# Boat Ramp, Freeport



## Team MirrOlure (Jan 24, 2009)

Can some one tell me a couple of the closest ramps to bridge harbour yacht club?


----------



## dwhite (Jul 11, 2007)

Theres one called under the bridge, right before you go over the intracoastal, i believe thats close at least.


----------



## mud minner (Apr 12, 2009)

swan lake


----------



## RC's Mom (Jun 6, 2008)

Bridge Bait ramp is the closest.


----------



## mud minner (Apr 12, 2009)

RC's Mom said:


> Bridge Bait ramp is the closest.


but the most crowded


----------



## RC's Mom (Jun 6, 2008)

Very, very true (and rough)


----------



## Team MirrOlure (Jan 24, 2009)

thanks ya'll


----------



## Splash (Oct 22, 2004)

Last Saturday I went to the Bridge Harbour Yacht Club and asked questions about TRS tournament. They were not aware that there would be a tournament at their facility (guess I talked to the wrong 3 people behind the desk at the office??). Anyways, they directed us to this little bait shop that had 2 ramps and dumps you into the Intracoastal. Needless to say - it is a small area and parking would be challenging at best. We took out of the bait camp and the ramps seems in good shape.


----------



## Bubbaette (Apr 10, 2005)

I got this off the City of Freeport website. Not sure if all of them are open since Hurricane Ike but you could probably check with the city to find out or better ask our fellow 2coolers.

*Area Boat Ramps*​*Austin Bayou*-- Under bridge on FM 2004. All-weather concrete ramp, public, no charge, shell parking area, lighting.
*Bastrop Bayou*-- Fm 2004 bridge. All-weather concrete ramp, public, no charge, pier, good parking area.
*Bastrop Bayou*-- County Road 221 under bridge, Demi-John Ramp. All-weather concrete ramp and approach, parking, public, no charge, lighting.
*Brazos River*-- County Road 242A, end of Levee Road, in Freeport. All-weather parking, concrete ramp, public, no charge.
*Brazos River Diversion Channel*-- Under Highway 36 bridge at Freeport. ":Sonny" Travis Ramp, public, no charge, concrete ramp, paved parking.
*Brazos River*-- End of County Road 849 southeast of Brazoria. All-weather shell ramp, public, no charge, small boats only.
*Buffalo Camp Bayou*-- Highway 332. All-weather shell ramp, public, no charge, on private property, courtesy of the Dow Chemical Company.
*Chocolate Bayou*-- Highway 35 between Alvin and Angleton. All-weather approach and paved parking, concrete ramp, public, no charge.
*Chocolate Bayou*-- FM 2004 under bridge. All-weather parking, concrete ramp, public, no charge.
*Christmas Bay*-- End of County Road 257S, Lazy Palms subdivision. All-weather approach and parking, concrete ramps.
*Hall's Bayou*-- Under bridge on Fm 2004. All weather concrete ramp, public.
*Intracoastal Canal, bays, Gulf--* Off County Road 257, Swan Lake ramp. All-weather shell boat ramp, public, no charge, boat slip, lighting.

## [Tasks]
**A.** Update the Freeport boat ramp thread starting at "## Bubbaette (Apr" and ending at "Freeport. All-weather parking, concrete ramp, public, no charge.", putting "free" wherever "no charge" appears.
**B.** Which usernames post in the Freeport boat ramp thread? List each one once.
**C.** Summarize the Freeport boat ramp thread in two sentences.

Annotation records:
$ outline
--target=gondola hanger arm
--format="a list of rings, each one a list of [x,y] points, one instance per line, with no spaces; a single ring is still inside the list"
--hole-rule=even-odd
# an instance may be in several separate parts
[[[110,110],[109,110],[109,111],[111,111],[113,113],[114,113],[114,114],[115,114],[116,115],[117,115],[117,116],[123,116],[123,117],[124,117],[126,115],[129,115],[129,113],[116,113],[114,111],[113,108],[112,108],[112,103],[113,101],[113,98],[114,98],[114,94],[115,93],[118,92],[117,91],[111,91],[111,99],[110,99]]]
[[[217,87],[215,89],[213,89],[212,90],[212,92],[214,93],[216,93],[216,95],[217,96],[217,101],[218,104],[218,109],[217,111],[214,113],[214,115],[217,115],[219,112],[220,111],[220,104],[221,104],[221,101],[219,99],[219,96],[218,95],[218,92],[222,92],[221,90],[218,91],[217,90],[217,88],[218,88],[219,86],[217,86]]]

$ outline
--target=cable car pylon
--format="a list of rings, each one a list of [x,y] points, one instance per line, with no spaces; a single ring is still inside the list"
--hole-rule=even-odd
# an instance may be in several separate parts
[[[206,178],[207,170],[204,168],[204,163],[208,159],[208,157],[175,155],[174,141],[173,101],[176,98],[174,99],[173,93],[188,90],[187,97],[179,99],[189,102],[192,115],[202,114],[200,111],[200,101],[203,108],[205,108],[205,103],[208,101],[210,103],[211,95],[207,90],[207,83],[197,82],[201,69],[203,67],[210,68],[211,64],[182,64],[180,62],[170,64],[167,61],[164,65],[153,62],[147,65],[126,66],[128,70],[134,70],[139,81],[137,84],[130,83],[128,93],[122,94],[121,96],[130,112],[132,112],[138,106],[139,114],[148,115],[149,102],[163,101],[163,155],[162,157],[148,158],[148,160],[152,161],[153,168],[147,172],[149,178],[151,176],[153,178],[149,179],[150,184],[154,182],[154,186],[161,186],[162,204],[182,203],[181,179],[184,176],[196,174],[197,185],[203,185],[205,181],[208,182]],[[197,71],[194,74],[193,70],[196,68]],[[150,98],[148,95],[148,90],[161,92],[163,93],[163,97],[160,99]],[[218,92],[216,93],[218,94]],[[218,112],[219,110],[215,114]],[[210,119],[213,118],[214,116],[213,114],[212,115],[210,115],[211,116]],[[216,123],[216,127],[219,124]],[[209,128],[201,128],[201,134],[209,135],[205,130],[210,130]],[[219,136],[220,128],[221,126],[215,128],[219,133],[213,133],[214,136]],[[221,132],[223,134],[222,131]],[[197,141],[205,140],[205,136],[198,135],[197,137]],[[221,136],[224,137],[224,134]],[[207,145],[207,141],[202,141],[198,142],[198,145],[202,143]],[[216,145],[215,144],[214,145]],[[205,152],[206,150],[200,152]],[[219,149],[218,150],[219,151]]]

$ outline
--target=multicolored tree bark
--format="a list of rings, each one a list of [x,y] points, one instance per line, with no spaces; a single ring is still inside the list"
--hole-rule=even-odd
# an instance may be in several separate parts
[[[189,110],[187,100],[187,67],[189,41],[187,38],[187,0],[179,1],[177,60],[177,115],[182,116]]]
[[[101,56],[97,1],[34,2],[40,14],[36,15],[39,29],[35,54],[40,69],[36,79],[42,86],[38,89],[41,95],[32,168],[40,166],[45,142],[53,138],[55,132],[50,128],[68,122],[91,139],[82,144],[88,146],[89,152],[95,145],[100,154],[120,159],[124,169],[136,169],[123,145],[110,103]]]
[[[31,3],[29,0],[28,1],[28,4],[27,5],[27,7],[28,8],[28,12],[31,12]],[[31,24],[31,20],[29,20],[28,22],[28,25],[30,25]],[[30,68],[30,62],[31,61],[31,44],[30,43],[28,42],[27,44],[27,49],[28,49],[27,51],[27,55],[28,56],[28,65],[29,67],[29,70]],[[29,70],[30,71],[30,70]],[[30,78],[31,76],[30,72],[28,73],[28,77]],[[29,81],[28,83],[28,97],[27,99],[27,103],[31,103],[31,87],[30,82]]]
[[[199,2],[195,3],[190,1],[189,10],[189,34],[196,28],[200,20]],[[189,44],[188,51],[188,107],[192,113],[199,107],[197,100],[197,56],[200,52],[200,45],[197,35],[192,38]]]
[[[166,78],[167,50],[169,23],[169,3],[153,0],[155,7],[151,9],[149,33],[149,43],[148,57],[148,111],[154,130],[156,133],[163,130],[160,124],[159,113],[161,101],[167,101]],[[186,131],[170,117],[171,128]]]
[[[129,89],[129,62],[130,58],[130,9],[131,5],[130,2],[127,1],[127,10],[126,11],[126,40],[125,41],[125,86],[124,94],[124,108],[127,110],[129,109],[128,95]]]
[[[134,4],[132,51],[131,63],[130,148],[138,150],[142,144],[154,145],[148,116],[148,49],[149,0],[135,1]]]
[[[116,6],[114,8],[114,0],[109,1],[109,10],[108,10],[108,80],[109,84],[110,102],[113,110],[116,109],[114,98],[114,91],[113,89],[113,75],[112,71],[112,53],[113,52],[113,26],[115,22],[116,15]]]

## [Answers for this exercise]
**A.**
## Bubbaette (Apr 10, 2005)

I got this off the City of Freeport website. Not sure if all of them are open since Hurricane Ike but you could probably check with the city to find out or better ask our fellow 2coolers.

*Area Boat Ramps*​*Austin Bayou*-- Under bridge on FM 2004. All-weather concrete ramp, public, free, shell parking area, lighting.
*Bastrop Bayou*-- Fm 2004 bridge. All-weather concrete ramp, public, free, pier, good parking area.
*Bastrop Bayou*-- County Road 221 under bridge, Demi-John Ramp. All-weather concrete ramp and approach, parking, public, free, lighting.
*Brazos River*-- County Road 242A, end of Levee Road, in Freeport. All-weather parking, concrete ramp, public, free.

**B.**
Team MirrOlure
dwhite
mud minner
RC's Mom
Splash
Bubbaette

**C.** A forum member asked for the ramps closest to Bridge Harbour Yacht Club, and replies named Under the Bridge, Swan Lake, and Bridge Bait, which was called the closest but also the most crowded and rough. Another member described a small bait shop with two ramps onto the Intracoastal where parking would be challenging, and one posted a list of area boat ramps from the City of Freeport website.